PAGE TEXT ::

>>>

Refactor overline function for sf objects #273

Robinlovelace · 2018-10-27T18:50:35Z

Currently overline.sf() simply wraps overline.sp(). It converts the sf object into a Spatial object before running overline.sp(), then converts it back into an sf object. This is inefficient. Furthermore there are issues with the overline.Spatial() function, e.g. as outlined in #181 and #111.

There is probably a need for aggregation via routing software such as dodgr but I think an sf-based overline() function would be useful as a number of people use it and often you have routes recorded as spatial lines. So this issue is probably overdue.

The text was updated successfully, but these errors were encountered:

Robinlovelace · 2018-10-27T18:51:12Z

The transport ‘flow’ on any particular segment of the transport networks
is the aggregate (sum) of trips that pass through it. Finding the flow
across a transport network based on input data composed of individual
routes, is therefore an aggregation problem. It requires a more complex
solution than that provided by the aggregate() function in the base R
package stats, however, because the geometry of the output
LINESTRINGs will be fundamentally different than the input
LINESTRINGS of the routes: a route network is composed of many small
way segments, but a route is a single long LINESTRING.

Creating such a route network, with aggregated values per segment, is
the problem that the overline() function in stplanr was designed
to solve. Rather that starting from scratch and writing a geographic
algorithm from the ground-up, we will start by exploring solutions
provided by existing packages, notably sf, which provides an
interface to the GEOS library.

<<<

PROBLEM 1 ::
Answer these from the issue thread:
(a) Which function does overline.sf() currently wrap?
(b) Which two issue numbers are given as outlining problems with overline.Spatial()?
(c) Which library does sf provide an interface to?
PROBLEM 2 ::
Extract the passage of the issue thread from "Refactor overline function" up to and including "#181 and #111.", unchanged.
PROBLEM 3 ::
List every function the issue thread names.

[Image region outline records]
>>>

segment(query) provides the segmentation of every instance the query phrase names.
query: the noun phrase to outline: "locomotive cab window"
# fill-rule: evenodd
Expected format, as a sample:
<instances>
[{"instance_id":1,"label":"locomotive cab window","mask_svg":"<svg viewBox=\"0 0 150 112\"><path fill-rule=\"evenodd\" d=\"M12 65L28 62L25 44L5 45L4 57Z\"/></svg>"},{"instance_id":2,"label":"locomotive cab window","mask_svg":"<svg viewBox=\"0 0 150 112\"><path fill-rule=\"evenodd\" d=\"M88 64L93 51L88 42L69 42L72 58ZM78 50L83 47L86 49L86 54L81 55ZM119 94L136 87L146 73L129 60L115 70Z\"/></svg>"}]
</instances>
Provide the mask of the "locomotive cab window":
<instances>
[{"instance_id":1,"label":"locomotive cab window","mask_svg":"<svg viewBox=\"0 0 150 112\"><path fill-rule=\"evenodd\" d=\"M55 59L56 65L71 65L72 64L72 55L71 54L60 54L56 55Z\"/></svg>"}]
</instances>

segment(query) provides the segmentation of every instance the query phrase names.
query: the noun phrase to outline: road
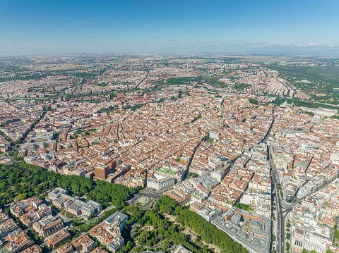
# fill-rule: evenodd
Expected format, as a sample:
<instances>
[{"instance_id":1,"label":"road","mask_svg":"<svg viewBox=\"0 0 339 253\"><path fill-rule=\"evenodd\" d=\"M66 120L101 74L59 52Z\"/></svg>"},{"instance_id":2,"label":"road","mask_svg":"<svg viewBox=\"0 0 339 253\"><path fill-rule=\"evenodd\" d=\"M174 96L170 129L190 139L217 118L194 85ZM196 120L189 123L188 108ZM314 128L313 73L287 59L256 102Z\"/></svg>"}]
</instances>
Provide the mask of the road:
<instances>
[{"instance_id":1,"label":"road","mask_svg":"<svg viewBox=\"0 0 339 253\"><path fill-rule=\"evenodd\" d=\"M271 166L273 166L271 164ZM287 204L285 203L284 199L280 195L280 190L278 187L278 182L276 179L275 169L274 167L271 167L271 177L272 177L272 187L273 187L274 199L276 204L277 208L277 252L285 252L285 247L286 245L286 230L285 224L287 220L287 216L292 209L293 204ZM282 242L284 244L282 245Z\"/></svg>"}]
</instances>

<<<

WORKED ANSWER 1 ::
(a) overline.sp()
(b) #181 and #111
(c) GEOS

WORKED ANSWER 2 ::
Refactor overline function for sf objects #273

Robinlovelace · 2018-10-27T18:50:35Z

Currently overline.sf() simply wraps overline.sp(). It converts the sf object into a Spatial object before running overline.sp(), then converts it back into an sf object. This is inefficient. Furthermore there are issues with the overline.Spatial() function, e.g. as outlined in #181 and #111.

WORKED ANSWER 3 ::
overline.sf()
overline.sp()
overline.Spatial()
overline()
aggregate()